WORK ITEM
Drop the pictures and repeat exactly from the "Practice step: pin every instance of the floating" line down to the last line of the entries below.

DATA RECORDS
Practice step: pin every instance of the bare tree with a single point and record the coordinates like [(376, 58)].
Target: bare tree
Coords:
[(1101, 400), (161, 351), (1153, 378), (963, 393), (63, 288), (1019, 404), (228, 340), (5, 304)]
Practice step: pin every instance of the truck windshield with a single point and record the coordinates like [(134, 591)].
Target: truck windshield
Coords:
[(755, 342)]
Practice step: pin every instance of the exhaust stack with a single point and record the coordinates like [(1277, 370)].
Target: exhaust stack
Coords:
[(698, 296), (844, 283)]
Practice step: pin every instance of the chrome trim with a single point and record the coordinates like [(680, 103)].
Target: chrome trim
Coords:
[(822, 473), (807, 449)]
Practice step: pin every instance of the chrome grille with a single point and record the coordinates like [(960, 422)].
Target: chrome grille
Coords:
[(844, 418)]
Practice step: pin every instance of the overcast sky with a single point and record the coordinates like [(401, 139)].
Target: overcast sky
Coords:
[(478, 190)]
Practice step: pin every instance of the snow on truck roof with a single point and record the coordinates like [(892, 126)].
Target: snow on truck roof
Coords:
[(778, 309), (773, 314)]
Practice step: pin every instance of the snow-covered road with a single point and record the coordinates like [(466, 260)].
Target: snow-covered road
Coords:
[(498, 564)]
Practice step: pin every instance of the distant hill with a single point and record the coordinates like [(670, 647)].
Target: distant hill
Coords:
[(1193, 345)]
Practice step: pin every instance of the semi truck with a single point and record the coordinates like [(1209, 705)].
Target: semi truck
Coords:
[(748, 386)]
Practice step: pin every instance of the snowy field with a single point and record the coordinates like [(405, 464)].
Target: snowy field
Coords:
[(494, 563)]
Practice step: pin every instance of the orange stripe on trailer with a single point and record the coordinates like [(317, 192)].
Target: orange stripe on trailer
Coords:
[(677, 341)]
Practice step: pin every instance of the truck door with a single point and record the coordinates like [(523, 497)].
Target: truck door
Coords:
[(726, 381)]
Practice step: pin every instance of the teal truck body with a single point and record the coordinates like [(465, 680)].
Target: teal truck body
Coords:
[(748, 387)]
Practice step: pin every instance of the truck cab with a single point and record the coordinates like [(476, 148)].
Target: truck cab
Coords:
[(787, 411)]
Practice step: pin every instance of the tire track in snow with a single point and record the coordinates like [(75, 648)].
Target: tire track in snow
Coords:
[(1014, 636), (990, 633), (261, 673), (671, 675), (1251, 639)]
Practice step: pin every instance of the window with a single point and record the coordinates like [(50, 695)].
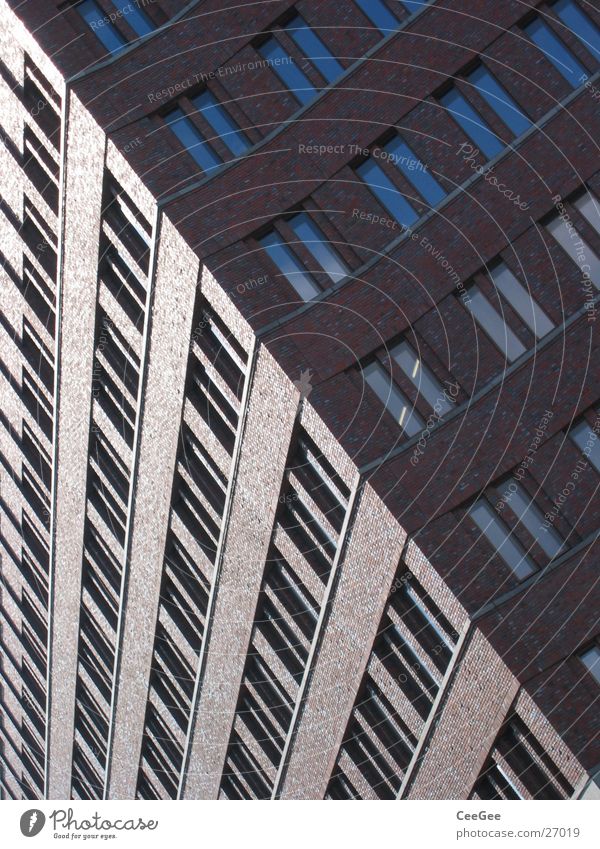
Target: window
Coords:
[(591, 660), (102, 28), (562, 229), (394, 400), (587, 205), (531, 517), (492, 323), (313, 49), (427, 385), (556, 51), (137, 19), (415, 172), (308, 232), (287, 71), (586, 439), (501, 539), (521, 301), (222, 123), (290, 266), (316, 243), (379, 14), (399, 154), (472, 123), (580, 24), (191, 138), (386, 192), (499, 100)]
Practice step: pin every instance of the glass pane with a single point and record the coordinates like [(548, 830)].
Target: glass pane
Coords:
[(222, 123), (287, 70), (578, 249), (521, 301), (532, 518), (379, 13), (499, 537), (290, 266), (413, 6), (394, 400), (589, 207), (387, 193), (580, 25), (191, 138), (418, 373), (591, 658), (472, 123), (314, 49), (556, 52), (588, 443), (415, 172), (499, 100), (315, 241), (102, 29), (137, 19), (493, 324)]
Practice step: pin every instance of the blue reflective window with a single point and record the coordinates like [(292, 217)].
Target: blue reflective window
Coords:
[(104, 31), (414, 171), (387, 193), (413, 6), (314, 49), (222, 123), (499, 100), (379, 14), (290, 266), (316, 242), (287, 70), (580, 25), (192, 139), (137, 19), (556, 52), (472, 123)]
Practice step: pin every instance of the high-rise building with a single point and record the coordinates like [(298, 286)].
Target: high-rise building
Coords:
[(300, 414)]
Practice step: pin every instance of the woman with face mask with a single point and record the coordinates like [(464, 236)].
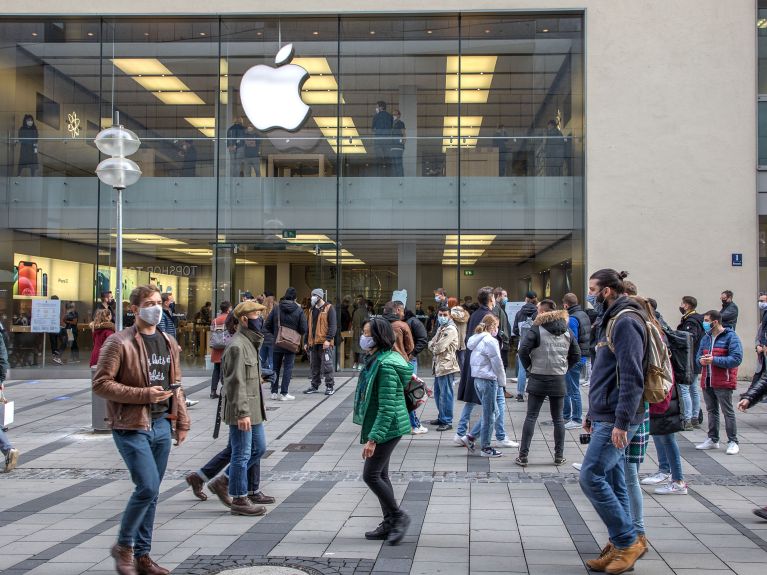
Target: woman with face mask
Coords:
[(379, 407)]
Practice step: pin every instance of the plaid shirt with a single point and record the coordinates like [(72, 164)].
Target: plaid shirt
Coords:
[(637, 447)]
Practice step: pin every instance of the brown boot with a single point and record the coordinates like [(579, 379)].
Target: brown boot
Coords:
[(624, 559), (196, 483), (243, 506), (123, 557), (220, 487), (145, 566), (601, 562)]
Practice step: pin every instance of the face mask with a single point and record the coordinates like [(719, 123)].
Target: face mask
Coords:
[(151, 315)]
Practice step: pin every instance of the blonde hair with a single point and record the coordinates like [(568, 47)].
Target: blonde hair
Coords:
[(488, 324)]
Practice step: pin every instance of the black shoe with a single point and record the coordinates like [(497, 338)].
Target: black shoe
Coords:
[(399, 526), (380, 533)]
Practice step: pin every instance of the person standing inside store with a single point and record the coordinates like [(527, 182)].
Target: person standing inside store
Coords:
[(321, 343), (218, 323), (379, 407), (139, 374), (397, 149), (290, 315), (28, 156)]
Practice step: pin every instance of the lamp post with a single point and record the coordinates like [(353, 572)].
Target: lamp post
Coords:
[(118, 172)]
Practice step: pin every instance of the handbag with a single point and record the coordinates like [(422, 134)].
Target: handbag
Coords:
[(6, 411), (287, 338)]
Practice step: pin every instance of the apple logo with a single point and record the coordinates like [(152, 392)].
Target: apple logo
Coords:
[(271, 97)]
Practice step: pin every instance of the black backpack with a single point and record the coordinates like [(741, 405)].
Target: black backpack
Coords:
[(681, 344)]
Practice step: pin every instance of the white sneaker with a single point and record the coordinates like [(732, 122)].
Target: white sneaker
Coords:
[(708, 444), (672, 488), (656, 479), (507, 443)]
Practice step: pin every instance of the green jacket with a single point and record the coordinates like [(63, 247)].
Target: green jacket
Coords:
[(241, 371), (379, 402)]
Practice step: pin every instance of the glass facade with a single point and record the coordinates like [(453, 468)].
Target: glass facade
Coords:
[(440, 151)]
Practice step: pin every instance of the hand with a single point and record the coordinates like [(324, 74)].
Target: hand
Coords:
[(181, 436), (620, 438), (743, 405), (369, 449), (158, 394)]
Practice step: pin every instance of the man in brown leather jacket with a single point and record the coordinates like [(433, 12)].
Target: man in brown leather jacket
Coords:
[(139, 375)]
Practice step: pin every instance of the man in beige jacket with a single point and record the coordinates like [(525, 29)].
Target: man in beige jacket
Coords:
[(443, 347)]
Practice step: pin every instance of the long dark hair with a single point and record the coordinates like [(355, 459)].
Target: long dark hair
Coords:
[(381, 332)]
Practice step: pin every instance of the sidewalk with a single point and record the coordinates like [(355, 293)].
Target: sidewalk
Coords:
[(60, 508)]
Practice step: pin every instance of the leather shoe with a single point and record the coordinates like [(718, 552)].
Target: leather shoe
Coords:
[(196, 483), (145, 566), (123, 557), (220, 487), (261, 499)]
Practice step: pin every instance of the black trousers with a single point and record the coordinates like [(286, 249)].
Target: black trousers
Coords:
[(375, 474)]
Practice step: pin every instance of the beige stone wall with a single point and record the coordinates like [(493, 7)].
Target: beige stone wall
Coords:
[(670, 124)]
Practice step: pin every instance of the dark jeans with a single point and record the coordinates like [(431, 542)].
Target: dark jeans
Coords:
[(534, 404), (219, 462), (283, 360), (716, 398), (375, 474), (146, 455), (321, 367), (216, 378)]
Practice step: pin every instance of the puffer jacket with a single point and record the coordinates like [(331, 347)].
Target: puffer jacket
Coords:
[(461, 317), (241, 374), (443, 346), (728, 355), (122, 378), (486, 360), (379, 401)]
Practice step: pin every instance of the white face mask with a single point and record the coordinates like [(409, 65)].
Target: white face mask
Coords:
[(151, 315)]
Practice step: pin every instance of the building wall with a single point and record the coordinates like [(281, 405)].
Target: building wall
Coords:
[(671, 143)]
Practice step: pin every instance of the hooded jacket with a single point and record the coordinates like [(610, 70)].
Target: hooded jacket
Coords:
[(617, 379), (547, 353), (486, 360)]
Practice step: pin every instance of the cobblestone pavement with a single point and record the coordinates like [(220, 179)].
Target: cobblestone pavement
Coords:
[(59, 510)]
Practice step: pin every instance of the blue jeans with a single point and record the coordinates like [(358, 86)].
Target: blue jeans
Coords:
[(669, 458), (247, 449), (604, 484), (521, 378), (573, 410), (146, 455), (487, 390), (443, 397)]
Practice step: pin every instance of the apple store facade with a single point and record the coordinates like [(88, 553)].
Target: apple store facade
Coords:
[(436, 151)]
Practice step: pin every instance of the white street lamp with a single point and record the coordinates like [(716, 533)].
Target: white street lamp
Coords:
[(118, 172)]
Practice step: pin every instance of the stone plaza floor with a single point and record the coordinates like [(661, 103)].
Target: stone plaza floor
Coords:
[(59, 510)]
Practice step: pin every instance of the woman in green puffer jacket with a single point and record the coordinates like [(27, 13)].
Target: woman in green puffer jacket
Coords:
[(379, 407)]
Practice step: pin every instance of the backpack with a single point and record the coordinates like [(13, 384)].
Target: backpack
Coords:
[(681, 344), (658, 376)]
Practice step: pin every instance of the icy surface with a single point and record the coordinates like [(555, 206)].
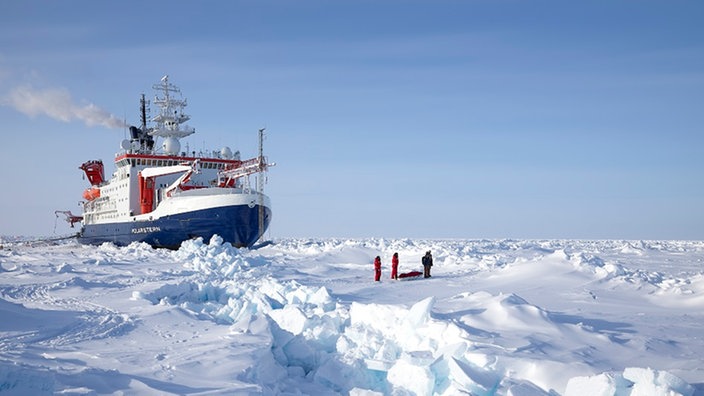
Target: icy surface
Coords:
[(497, 317)]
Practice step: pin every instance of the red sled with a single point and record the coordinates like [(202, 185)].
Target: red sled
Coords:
[(410, 275)]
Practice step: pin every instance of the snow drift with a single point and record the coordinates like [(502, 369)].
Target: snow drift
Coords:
[(304, 317)]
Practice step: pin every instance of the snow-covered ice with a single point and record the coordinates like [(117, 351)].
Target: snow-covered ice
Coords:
[(303, 316)]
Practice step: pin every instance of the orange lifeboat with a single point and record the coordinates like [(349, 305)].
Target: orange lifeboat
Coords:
[(91, 193)]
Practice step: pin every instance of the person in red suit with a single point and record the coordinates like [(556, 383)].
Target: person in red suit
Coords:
[(394, 266), (377, 269)]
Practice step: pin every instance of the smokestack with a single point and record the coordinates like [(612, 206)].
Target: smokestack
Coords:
[(57, 104)]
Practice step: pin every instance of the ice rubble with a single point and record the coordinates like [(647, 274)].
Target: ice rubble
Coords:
[(377, 348)]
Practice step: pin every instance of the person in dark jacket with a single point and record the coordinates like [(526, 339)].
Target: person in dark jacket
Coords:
[(427, 261), (394, 266), (377, 269)]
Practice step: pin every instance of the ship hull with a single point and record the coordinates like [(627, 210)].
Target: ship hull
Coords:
[(237, 224)]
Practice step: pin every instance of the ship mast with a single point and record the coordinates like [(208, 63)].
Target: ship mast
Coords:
[(260, 181)]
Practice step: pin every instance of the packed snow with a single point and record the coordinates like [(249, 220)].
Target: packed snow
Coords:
[(304, 316)]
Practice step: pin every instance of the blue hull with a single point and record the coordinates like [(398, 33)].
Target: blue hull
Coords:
[(238, 225)]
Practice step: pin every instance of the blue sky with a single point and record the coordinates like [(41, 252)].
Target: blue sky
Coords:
[(419, 119)]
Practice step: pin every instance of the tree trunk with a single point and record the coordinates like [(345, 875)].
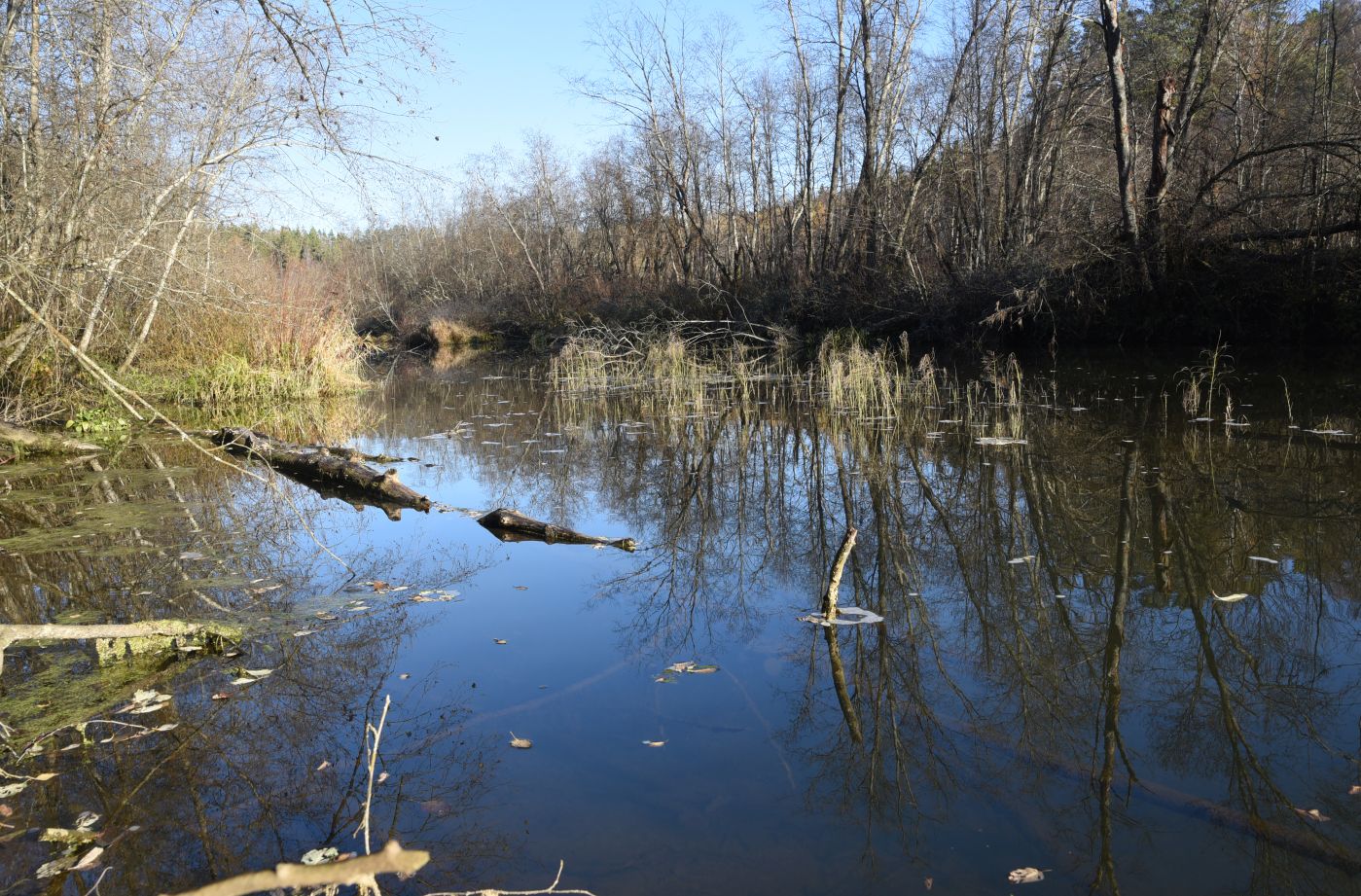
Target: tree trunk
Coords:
[(1157, 190)]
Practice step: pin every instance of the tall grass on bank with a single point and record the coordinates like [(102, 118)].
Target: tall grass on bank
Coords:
[(869, 383), (296, 346), (683, 364)]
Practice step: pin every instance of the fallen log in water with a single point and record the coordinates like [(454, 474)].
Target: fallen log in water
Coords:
[(331, 473), (113, 640), (511, 525), (43, 443)]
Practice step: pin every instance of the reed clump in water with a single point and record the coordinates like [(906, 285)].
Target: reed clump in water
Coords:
[(874, 383)]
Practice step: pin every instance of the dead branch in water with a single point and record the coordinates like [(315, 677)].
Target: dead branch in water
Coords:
[(553, 888), (829, 599), (511, 525), (358, 872), (337, 471)]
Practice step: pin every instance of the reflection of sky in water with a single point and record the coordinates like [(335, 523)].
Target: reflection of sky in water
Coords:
[(982, 700)]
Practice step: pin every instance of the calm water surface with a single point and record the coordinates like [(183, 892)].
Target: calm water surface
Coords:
[(1054, 684)]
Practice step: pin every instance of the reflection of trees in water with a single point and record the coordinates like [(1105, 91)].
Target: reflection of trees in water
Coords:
[(1019, 680), (237, 783), (983, 680)]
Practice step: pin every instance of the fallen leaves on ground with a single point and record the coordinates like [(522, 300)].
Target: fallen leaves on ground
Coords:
[(146, 701)]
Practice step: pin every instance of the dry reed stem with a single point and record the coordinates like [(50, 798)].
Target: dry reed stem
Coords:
[(376, 733), (358, 872)]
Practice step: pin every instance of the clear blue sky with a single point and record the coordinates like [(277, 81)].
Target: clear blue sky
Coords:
[(508, 71)]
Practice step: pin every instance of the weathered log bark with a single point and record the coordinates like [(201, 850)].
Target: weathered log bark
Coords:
[(829, 599), (511, 525), (43, 443), (171, 627), (331, 473)]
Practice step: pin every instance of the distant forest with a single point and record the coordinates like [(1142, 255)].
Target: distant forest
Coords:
[(1166, 169), (998, 161)]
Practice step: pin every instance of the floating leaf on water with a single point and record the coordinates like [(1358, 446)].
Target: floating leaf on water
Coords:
[(146, 701), (321, 855), (1025, 876), (56, 866)]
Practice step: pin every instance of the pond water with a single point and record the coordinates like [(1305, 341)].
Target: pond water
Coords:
[(1055, 684)]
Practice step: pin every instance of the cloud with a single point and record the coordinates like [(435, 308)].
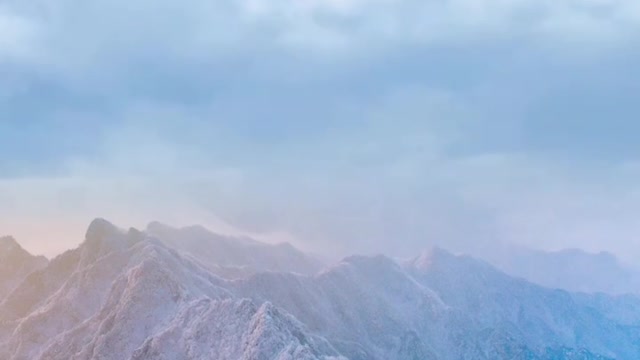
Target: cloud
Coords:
[(354, 125)]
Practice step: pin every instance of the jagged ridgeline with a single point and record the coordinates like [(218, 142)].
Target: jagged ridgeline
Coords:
[(167, 293)]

PROBLEM SOLUTION
Practice step: pin every instance of the floating leaf on water with a single point and record the coordinates like [(1358, 446)].
Target: floating leaf on water
Coords:
[(146, 701), (321, 855), (1025, 876), (56, 866)]
Practice step: pin every instance of the pond water with a single point and record the coordinates like [(1305, 341)].
Target: pond water
Coords:
[(1055, 684)]
Practice step: pin every instance of the cloud with a single point and record the coordinates like [(435, 308)].
Target: cloud
Coords:
[(354, 125)]
Practice step: pin every instance of the jagged ridgeline with a single point and record the coordinates like [(218, 142)].
Target: jagged ridgeline
Coords:
[(167, 293)]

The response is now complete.